* Begin Extracted material *

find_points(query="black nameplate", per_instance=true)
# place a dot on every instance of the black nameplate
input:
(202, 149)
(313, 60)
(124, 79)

* End Extracted material *

Goal: Can you recast the listing above as a Markdown table with the columns "Row" and "Listing line", one row for each line, with blank lines left out?

Response to the exercise:
| Row | Listing line |
|---|---|
| 1 | find_points(query="black nameplate", per_instance=true) |
| 2 | # place a dot on every instance of the black nameplate |
| 3 | input: |
| 4 | (202, 149) |
| 5 | (313, 60) |
| 6 | (124, 79) |